_Instruction 1_.
Print everything in the email about trains and gateways from "Very nice article!" down to "land and bridges.", word for word.
_Instruction 2_.
Sum up the email about trains and gateways in two sentences.
_Instruction 3_.
Answer these questions on the email about trains and gateways:
(a) Between which two places did the ferry carry the train cars?
(b) Which two countries are named as using broader gauges?
(c) What networking analogy does Bob draw?

----- Excerpt to read

[ih] Speaking of layering and gateways

Bob Hinden bob.hinden at gmail.com
Mon Apr 15 15:43:56 PDT 2024


John,

Very nice article!

I have taken a train  Hamburg to Copenhagen in the early 1980s.    The train cars went onto a ferry from Rødby Sogn to Puttgarden.    The networking analogy is, of course, encapsulation.

Bob

p.s. I see this is no longer running, the current route is a mix of land and bridges.





> On Apr 15, 2024, at 11:28 AM, John Levine via Internet-history <internet-history at elists.isoc.org> wrote:
> 
> Back in the 19th century there were a lot of railroads built in a lot
> of incompatible ways. The most obvious incompatibility was track gauge
> but there were others including the couplers between the cars and the
> ways they did (or sometimes did not) ensure that there was only one
> train at a time on each piece of track.
> 
> These days most of the world has converged on standard gauge but there
> are still places like Spain and Russia that use broader gauges, and
> mountain railways and trams that use narrower. When a passenger or
> freight train crosses a border there's a variety of approaches, some
> of which may seems kind of familiar.

----------
----- Data section

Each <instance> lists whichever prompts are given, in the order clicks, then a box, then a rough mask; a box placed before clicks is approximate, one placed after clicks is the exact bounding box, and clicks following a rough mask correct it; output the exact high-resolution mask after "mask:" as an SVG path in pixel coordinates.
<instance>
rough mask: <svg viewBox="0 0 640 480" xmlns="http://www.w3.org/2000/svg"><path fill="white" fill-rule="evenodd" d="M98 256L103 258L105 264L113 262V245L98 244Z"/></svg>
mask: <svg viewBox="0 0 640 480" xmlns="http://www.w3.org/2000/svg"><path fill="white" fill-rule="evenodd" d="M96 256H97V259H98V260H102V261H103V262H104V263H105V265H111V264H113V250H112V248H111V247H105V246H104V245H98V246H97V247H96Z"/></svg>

----------

_Solution 1_.
Very nice article!

I have taken a train  Hamburg to Copenhagen in the early 1980s.    The train cars went onto a ferry from Rødby Sogn to Puttgarden.    The networking analogy is, of course, encapsulation.

Bob

p.s. I see this is no longer running, the current route is a mix of land and bridges.

_Solution 2_.
Bob praises John's article and recalls a train trip from Hamburg to Copenhagen in the early 1980s, when the cars rode a ferry from Rødby Sogn to Puttgarden, which he likens to encapsulation in networking, though that route no longer runs. The quoted message from John explains that 19th-century railroads were built in many incompatible ways, such as track gauge and couplers, and that while most of the world now uses standard gauge, places like Spain and Russia still use broader gauges.

_Solution 3_.
(a) Rødby Sogn and Puttgarden
(b) Spain and Russia
(c) Encapsulation